Reproduce the part of the AOE web server text that starts at the words "AOE web server has" and stops after the words "with specific keywords.", keeping every character unchanged.

Text for analysis:
====================

AOE web server has been maintained for five years. From the usage statistics (from July 2015 to Oct 2019), there were 95,334 visits, 393,174 page views, and 630,837 hits. The fact that two-thirds of visits were under 30seconds indicates that users accessed the AOE web server in their web browser with an instant query with specific keywords.

Application programming interface

Users can also query AOE via API. AOE provides a simple Representational State Transfer (REST) API that enables users to perform searches with their client programs in an automated manner. The search results in a JSON formatted output can be retrieved through the following URL:

https://aoe.dbcls.jp/api/search?fulltext=KEYWORD&[Technology=TECHNOLOGY&Organisms=ORGANISM&page=OFFSET&size=SIZE]

KEYWORD: keyword to search AOE

TECHNOLOGY: technology to use expression profiling (sequencing, microarray, Affymetrix, Agilent, Illumina, etc.)

ORGANISM: ‘homo%20sapiens’ for human, ‘mus%20musculus’ for mouse, etc.

====================

Record excerpts:
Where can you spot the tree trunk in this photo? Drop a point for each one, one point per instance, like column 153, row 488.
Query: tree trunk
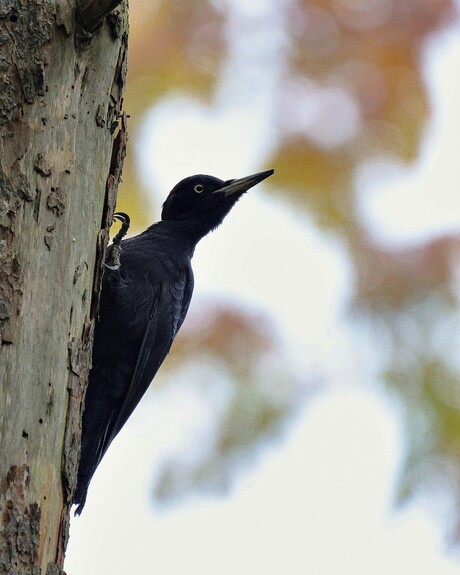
column 61, row 149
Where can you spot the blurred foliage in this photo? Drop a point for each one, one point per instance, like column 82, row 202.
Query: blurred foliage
column 260, row 393
column 351, row 89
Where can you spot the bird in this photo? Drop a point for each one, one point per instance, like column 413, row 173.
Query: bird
column 146, row 291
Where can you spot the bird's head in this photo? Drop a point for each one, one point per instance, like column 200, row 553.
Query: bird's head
column 202, row 202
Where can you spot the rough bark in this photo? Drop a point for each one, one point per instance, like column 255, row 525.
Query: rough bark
column 62, row 144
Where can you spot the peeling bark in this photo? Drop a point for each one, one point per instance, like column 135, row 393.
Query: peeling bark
column 62, row 145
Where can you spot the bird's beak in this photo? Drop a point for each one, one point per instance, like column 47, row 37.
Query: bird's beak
column 243, row 184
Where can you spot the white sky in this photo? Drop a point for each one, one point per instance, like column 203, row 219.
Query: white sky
column 320, row 501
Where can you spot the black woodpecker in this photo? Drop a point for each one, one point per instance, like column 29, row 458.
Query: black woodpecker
column 146, row 292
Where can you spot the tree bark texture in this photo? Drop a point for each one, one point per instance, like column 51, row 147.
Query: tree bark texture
column 62, row 144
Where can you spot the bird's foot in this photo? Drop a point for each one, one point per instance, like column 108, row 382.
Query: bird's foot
column 113, row 258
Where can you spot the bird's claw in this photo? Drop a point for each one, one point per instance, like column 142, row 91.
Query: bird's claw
column 113, row 259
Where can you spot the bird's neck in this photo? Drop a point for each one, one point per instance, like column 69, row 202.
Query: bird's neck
column 183, row 235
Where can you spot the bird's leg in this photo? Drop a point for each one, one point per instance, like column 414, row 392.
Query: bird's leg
column 113, row 259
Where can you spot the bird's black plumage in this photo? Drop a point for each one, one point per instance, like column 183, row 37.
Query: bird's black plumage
column 143, row 304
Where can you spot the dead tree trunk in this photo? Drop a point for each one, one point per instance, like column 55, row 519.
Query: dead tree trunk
column 62, row 142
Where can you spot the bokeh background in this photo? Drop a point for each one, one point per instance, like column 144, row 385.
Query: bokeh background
column 308, row 417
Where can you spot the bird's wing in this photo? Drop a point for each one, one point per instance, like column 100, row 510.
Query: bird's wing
column 166, row 316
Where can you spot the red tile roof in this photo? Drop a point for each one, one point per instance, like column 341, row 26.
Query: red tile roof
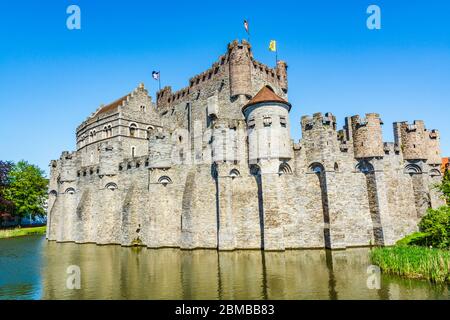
column 266, row 94
column 445, row 163
column 112, row 107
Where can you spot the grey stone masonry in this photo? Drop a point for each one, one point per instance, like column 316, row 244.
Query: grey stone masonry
column 213, row 165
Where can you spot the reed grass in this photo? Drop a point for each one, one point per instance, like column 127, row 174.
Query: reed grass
column 414, row 262
column 19, row 232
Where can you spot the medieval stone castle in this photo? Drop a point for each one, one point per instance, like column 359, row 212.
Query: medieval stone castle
column 213, row 166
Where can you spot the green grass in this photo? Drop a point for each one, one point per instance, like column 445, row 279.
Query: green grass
column 19, row 232
column 414, row 262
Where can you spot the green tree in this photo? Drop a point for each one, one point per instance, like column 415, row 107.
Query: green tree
column 27, row 190
column 5, row 168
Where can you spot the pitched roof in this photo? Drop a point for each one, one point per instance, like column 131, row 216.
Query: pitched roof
column 112, row 107
column 266, row 94
column 445, row 163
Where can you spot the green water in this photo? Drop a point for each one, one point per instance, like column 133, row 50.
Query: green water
column 32, row 268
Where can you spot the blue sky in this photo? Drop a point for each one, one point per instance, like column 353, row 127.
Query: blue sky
column 52, row 78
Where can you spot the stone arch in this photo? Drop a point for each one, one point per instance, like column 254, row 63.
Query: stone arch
column 255, row 171
column 149, row 131
column 111, row 186
column 164, row 180
column 133, row 129
column 336, row 167
column 411, row 168
column 235, row 173
column 70, row 191
column 368, row 170
column 365, row 167
column 435, row 173
column 284, row 168
column 319, row 170
column 316, row 167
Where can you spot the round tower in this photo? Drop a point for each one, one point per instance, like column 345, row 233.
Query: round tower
column 434, row 148
column 282, row 75
column 367, row 136
column 267, row 117
column 413, row 140
column 240, row 68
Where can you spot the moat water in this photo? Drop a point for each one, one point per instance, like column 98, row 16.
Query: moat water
column 32, row 268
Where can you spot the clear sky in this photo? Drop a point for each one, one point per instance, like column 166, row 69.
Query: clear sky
column 52, row 78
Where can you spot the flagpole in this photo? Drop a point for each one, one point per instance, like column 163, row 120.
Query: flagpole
column 248, row 24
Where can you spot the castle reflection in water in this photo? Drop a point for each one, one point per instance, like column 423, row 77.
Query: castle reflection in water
column 114, row 272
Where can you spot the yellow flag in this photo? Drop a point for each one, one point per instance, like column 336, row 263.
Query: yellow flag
column 273, row 45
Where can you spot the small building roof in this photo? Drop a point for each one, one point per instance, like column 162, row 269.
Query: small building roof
column 445, row 164
column 266, row 94
column 112, row 107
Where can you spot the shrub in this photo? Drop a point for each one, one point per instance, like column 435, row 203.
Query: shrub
column 436, row 225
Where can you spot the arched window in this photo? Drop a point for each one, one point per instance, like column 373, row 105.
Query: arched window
column 255, row 170
column 317, row 168
column 111, row 186
column 164, row 180
column 365, row 167
column 149, row 131
column 133, row 130
column 412, row 169
column 284, row 168
column 70, row 191
column 234, row 173
column 435, row 173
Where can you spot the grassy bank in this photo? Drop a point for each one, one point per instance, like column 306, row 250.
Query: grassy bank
column 19, row 232
column 414, row 262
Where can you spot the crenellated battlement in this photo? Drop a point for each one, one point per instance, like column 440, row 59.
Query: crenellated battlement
column 238, row 66
column 318, row 121
column 367, row 136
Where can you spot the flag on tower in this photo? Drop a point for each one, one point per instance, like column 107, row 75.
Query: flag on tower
column 273, row 45
column 246, row 26
column 155, row 75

====================

Solution:
AOE web server has been maintained for five years. From the usage statistics (from July 2015 to Oct 2019), there were 95,334 visits, 393,174 page views, and 630,837 hits. The fact that two-thirds of visits were under 30seconds indicates that users accessed the AOE web server in their web browser with an instant query with specific keywords.